Image-grounded pointing data:
· · ·
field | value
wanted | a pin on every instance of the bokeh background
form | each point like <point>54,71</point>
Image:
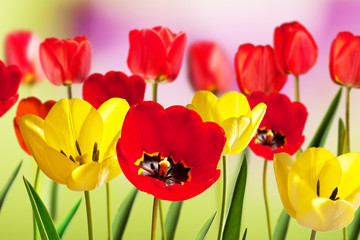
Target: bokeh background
<point>107,23</point>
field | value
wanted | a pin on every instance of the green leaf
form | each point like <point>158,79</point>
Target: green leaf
<point>282,226</point>
<point>172,219</point>
<point>204,230</point>
<point>8,185</point>
<point>233,221</point>
<point>66,222</point>
<point>45,224</point>
<point>122,216</point>
<point>321,134</point>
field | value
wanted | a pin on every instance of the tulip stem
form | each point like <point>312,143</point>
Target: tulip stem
<point>89,217</point>
<point>297,89</point>
<point>266,199</point>
<point>223,199</point>
<point>153,226</point>
<point>155,91</point>
<point>162,220</point>
<point>36,186</point>
<point>108,201</point>
<point>347,118</point>
<point>313,235</point>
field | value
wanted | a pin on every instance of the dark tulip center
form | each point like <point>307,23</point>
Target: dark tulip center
<point>270,138</point>
<point>164,169</point>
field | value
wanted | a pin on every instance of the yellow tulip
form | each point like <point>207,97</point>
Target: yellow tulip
<point>233,113</point>
<point>319,190</point>
<point>75,144</point>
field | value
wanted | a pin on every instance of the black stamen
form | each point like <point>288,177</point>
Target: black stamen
<point>78,147</point>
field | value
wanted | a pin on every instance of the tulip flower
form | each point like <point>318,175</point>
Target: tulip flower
<point>257,70</point>
<point>99,88</point>
<point>66,61</point>
<point>75,144</point>
<point>321,191</point>
<point>156,54</point>
<point>281,130</point>
<point>209,67</point>
<point>30,105</point>
<point>169,153</point>
<point>344,60</point>
<point>22,49</point>
<point>232,112</point>
<point>295,48</point>
<point>10,78</point>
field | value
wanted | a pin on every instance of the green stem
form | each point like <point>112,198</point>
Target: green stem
<point>108,201</point>
<point>36,186</point>
<point>153,226</point>
<point>313,235</point>
<point>347,118</point>
<point>266,200</point>
<point>223,203</point>
<point>155,91</point>
<point>162,220</point>
<point>297,89</point>
<point>88,214</point>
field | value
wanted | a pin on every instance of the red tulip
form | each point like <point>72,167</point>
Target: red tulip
<point>66,61</point>
<point>169,153</point>
<point>281,129</point>
<point>22,49</point>
<point>99,88</point>
<point>295,48</point>
<point>345,60</point>
<point>256,69</point>
<point>10,78</point>
<point>156,54</point>
<point>30,105</point>
<point>209,67</point>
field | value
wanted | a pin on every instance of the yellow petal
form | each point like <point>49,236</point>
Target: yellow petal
<point>282,166</point>
<point>323,214</point>
<point>203,103</point>
<point>85,178</point>
<point>319,164</point>
<point>231,104</point>
<point>73,120</point>
<point>234,129</point>
<point>113,113</point>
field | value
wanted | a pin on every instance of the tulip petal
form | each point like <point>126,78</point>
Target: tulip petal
<point>86,177</point>
<point>282,165</point>
<point>323,214</point>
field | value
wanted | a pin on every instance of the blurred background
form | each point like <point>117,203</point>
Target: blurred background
<point>107,23</point>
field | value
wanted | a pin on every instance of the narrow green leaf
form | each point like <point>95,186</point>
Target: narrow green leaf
<point>66,222</point>
<point>172,219</point>
<point>321,134</point>
<point>204,230</point>
<point>282,226</point>
<point>245,234</point>
<point>45,224</point>
<point>122,216</point>
<point>8,185</point>
<point>233,221</point>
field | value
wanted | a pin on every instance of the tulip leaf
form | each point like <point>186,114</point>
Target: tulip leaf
<point>233,221</point>
<point>44,222</point>
<point>122,215</point>
<point>66,222</point>
<point>172,219</point>
<point>204,230</point>
<point>282,226</point>
<point>321,134</point>
<point>8,185</point>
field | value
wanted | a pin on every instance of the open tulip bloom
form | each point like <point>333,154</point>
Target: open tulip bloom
<point>75,144</point>
<point>169,153</point>
<point>319,190</point>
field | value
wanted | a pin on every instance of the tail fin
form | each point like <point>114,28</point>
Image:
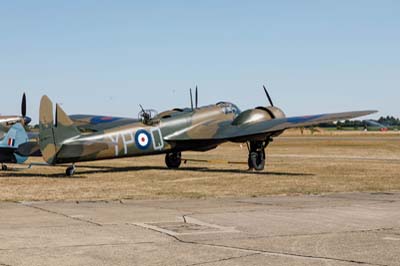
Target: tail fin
<point>12,140</point>
<point>54,133</point>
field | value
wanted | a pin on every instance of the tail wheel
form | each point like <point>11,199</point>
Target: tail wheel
<point>257,156</point>
<point>173,160</point>
<point>257,160</point>
<point>70,170</point>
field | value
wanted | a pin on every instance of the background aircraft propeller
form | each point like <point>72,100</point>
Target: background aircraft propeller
<point>27,119</point>
<point>191,99</point>
<point>269,97</point>
<point>197,98</point>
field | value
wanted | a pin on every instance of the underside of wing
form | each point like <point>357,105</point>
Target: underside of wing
<point>248,131</point>
<point>99,123</point>
<point>83,149</point>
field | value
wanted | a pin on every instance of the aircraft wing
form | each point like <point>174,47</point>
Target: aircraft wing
<point>267,127</point>
<point>99,122</point>
<point>84,148</point>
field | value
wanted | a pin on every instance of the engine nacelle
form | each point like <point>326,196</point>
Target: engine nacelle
<point>258,114</point>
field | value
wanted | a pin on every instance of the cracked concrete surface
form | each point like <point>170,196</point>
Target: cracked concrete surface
<point>338,229</point>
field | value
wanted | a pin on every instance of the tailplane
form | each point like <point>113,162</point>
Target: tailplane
<point>54,132</point>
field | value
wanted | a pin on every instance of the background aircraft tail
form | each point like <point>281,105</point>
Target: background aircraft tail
<point>54,133</point>
<point>10,143</point>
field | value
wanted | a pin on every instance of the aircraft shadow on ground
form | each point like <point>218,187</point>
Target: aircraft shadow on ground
<point>81,171</point>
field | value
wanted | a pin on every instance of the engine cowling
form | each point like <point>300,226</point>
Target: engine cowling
<point>258,114</point>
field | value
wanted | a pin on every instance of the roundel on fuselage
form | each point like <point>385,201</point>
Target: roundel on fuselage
<point>143,139</point>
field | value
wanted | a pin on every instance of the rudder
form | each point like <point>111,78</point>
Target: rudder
<point>54,133</point>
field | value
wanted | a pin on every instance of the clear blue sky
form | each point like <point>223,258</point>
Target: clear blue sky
<point>107,57</point>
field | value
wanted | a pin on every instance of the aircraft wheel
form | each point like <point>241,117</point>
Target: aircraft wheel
<point>257,160</point>
<point>70,171</point>
<point>173,160</point>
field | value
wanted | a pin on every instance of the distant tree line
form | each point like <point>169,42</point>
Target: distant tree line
<point>389,121</point>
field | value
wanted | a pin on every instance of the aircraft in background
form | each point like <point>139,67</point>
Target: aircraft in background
<point>8,121</point>
<point>15,136</point>
<point>376,125</point>
<point>171,132</point>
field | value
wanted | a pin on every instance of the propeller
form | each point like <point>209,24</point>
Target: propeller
<point>27,119</point>
<point>197,97</point>
<point>23,105</point>
<point>191,98</point>
<point>269,97</point>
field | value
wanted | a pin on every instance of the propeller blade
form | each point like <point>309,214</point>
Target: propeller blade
<point>269,98</point>
<point>197,97</point>
<point>23,106</point>
<point>191,98</point>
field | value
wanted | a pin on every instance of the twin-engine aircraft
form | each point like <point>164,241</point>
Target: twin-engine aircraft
<point>79,138</point>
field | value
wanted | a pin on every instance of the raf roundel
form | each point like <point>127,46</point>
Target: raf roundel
<point>142,139</point>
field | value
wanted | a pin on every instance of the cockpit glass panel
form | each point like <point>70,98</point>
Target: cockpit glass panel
<point>229,108</point>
· · ·
Requirement: When you repeat the data, keep every line exact and drop the images.

Reply:
field | value
wanted | a pin on every instance of the bokeh background
form | each point like <point>54,71</point>
Image:
Target: bokeh background
<point>107,23</point>
field | value
wanted | a pin on every instance of the green leaf
form | each point like <point>158,79</point>
Target: green leaf
<point>282,226</point>
<point>172,219</point>
<point>204,230</point>
<point>8,185</point>
<point>233,221</point>
<point>66,222</point>
<point>45,224</point>
<point>122,216</point>
<point>321,134</point>
field | value
wanted | a pin on every instance of the tulip stem
form | each point like <point>312,143</point>
Target: tulip stem
<point>89,217</point>
<point>297,89</point>
<point>266,199</point>
<point>223,199</point>
<point>153,226</point>
<point>155,91</point>
<point>162,220</point>
<point>36,186</point>
<point>108,201</point>
<point>347,118</point>
<point>313,235</point>
field | value
wanted | a pin on every instance of the dark tulip center
form | each point like <point>307,23</point>
Target: dark tulip center
<point>270,138</point>
<point>164,169</point>
field | value
wanted | a pin on every instance of the yellow tulip
form | each point like <point>207,97</point>
Target: yellow tulip
<point>233,113</point>
<point>319,190</point>
<point>75,144</point>
field | value
wanted | a pin on every instance of the black stamen
form | each point like <point>288,177</point>
Target: black stamen
<point>78,147</point>
field | value
wanted | a pin on every instance of the tulip flower
form | each point like <point>318,175</point>
Target: tulip flower
<point>257,70</point>
<point>99,88</point>
<point>66,61</point>
<point>75,144</point>
<point>321,191</point>
<point>156,54</point>
<point>281,130</point>
<point>209,67</point>
<point>30,105</point>
<point>169,153</point>
<point>344,60</point>
<point>22,49</point>
<point>232,112</point>
<point>295,48</point>
<point>10,78</point>
field | value
wanted | a pin on every instance of the green stem
form | each point like <point>112,198</point>
Target: green stem
<point>108,201</point>
<point>36,186</point>
<point>153,226</point>
<point>313,235</point>
<point>347,118</point>
<point>266,200</point>
<point>223,203</point>
<point>155,91</point>
<point>162,220</point>
<point>297,89</point>
<point>88,214</point>
field | value
wanted | a pin on every instance of the red tulip
form | each point like <point>72,167</point>
Target: red tulip
<point>66,61</point>
<point>169,153</point>
<point>281,129</point>
<point>22,49</point>
<point>99,88</point>
<point>295,48</point>
<point>345,60</point>
<point>256,69</point>
<point>10,78</point>
<point>156,54</point>
<point>30,105</point>
<point>209,67</point>
field | value
wanted | a pin on every instance of the yellow petal
form | each point like <point>49,236</point>
Target: yellow petal
<point>282,166</point>
<point>323,214</point>
<point>203,103</point>
<point>85,178</point>
<point>319,164</point>
<point>231,104</point>
<point>73,120</point>
<point>234,129</point>
<point>113,113</point>
field | value
wanted | a pin on every instance of the tulip petal
form | each point like <point>126,78</point>
Target: tulip petal
<point>86,177</point>
<point>282,165</point>
<point>323,214</point>
field | value
wanted | a pin on every instance of the blurred background
form | each point like <point>117,203</point>
Target: blurred background
<point>107,23</point>
field | value
wanted | a pin on every instance of the narrow green leaf
form | each point like <point>95,186</point>
Target: narrow green leaf
<point>66,222</point>
<point>172,219</point>
<point>321,134</point>
<point>204,230</point>
<point>282,226</point>
<point>245,234</point>
<point>45,224</point>
<point>122,216</point>
<point>8,185</point>
<point>233,221</point>
field | value
wanted | a pin on every instance of the tulip leaf
form | each point like <point>186,114</point>
Target: tulip leaf
<point>233,221</point>
<point>44,222</point>
<point>122,215</point>
<point>66,222</point>
<point>172,219</point>
<point>204,230</point>
<point>282,226</point>
<point>321,134</point>
<point>8,185</point>
field | value
wanted | a pin on every instance of the open tulip bloom
form | each point like <point>333,154</point>
Target: open tulip bloom
<point>75,144</point>
<point>169,153</point>
<point>319,190</point>
field | value
wanted | a pin on every instance of the tail fin
form | each point like <point>114,28</point>
Image:
Target: tail fin
<point>12,140</point>
<point>54,133</point>
field | value
wanted | a pin on every instance of the tail wheel
form | each point like <point>11,199</point>
Target: tail wheel
<point>257,156</point>
<point>173,160</point>
<point>257,160</point>
<point>70,170</point>
field | value
wanted | a pin on every instance of the background aircraft propeller
form | each point like <point>72,100</point>
Target: background aircraft propeller
<point>27,119</point>
<point>191,99</point>
<point>269,97</point>
<point>197,98</point>
field | value
wanted | a pin on every instance of the underside of wing
form | each point like <point>357,105</point>
Target: underside of wing
<point>248,131</point>
<point>99,123</point>
<point>83,149</point>
field | value
wanted | a pin on every instance of the aircraft wing
form | each point like <point>174,47</point>
Target: aircraft wing
<point>267,127</point>
<point>99,122</point>
<point>84,148</point>
field | value
wanted | a pin on every instance of the engine nacelle
form | each point like <point>326,196</point>
Target: engine nacelle
<point>258,114</point>
field | value
wanted | a pin on every instance of the cracked concrete surface
form | each point like <point>170,196</point>
Target: cracked concrete surface
<point>338,229</point>
field | value
wanted | a pin on every instance of the tailplane
form | each point like <point>113,162</point>
Target: tailplane
<point>54,132</point>
field | value
wanted | a pin on every instance of the background aircraft tail
form | each point like <point>281,105</point>
Target: background aircraft tail
<point>54,133</point>
<point>10,143</point>
field | value
wanted | a pin on every instance of the aircraft shadow on ground
form | each point like <point>218,187</point>
Target: aircraft shadow on ground
<point>81,171</point>
field | value
wanted | a pin on every instance of the engine cowling
form | each point like <point>300,226</point>
Target: engine cowling
<point>258,114</point>
field | value
wanted | a pin on every instance of the roundel on fuselage
form | each point like <point>385,201</point>
Target: roundel on fuselage
<point>143,139</point>
field | value
wanted | a pin on every instance of the rudder
form | each point like <point>111,78</point>
Target: rudder
<point>54,133</point>
field | value
wanted | a pin on every instance of the clear blue sky
form | each point like <point>223,258</point>
Target: clear blue sky
<point>107,57</point>
field | value
wanted | a pin on every instance of the aircraft wheel
form | each point like <point>241,117</point>
Target: aircraft wheel
<point>257,160</point>
<point>70,171</point>
<point>173,160</point>
field | value
wanted | a pin on every instance of the distant tree line
form | each point like <point>169,42</point>
Target: distant tree line
<point>389,121</point>
field | value
wanted | a pin on every instance of the aircraft in background
form | each point like <point>139,67</point>
Target: aircraft in background
<point>8,121</point>
<point>15,136</point>
<point>376,125</point>
<point>171,132</point>
field | value
wanted | a pin on every instance of the propeller
form | each point like <point>209,24</point>
Target: propeller
<point>27,119</point>
<point>197,97</point>
<point>23,105</point>
<point>191,98</point>
<point>269,97</point>
field | value
wanted | a pin on every instance of the propeller blade
form | each point like <point>309,214</point>
Target: propeller blade
<point>269,98</point>
<point>197,97</point>
<point>23,106</point>
<point>191,98</point>
field | value
wanted | a pin on every instance of the twin-engine aircraft
form | each point like <point>164,241</point>
Target: twin-engine aircraft
<point>79,138</point>
field | value
wanted | a pin on every instance of the raf roundel
form | each point like <point>127,46</point>
Target: raf roundel
<point>142,139</point>
field | value
wanted | a pin on every instance of the cockpit glass panel
form | each point like <point>70,98</point>
Target: cockpit glass panel
<point>229,108</point>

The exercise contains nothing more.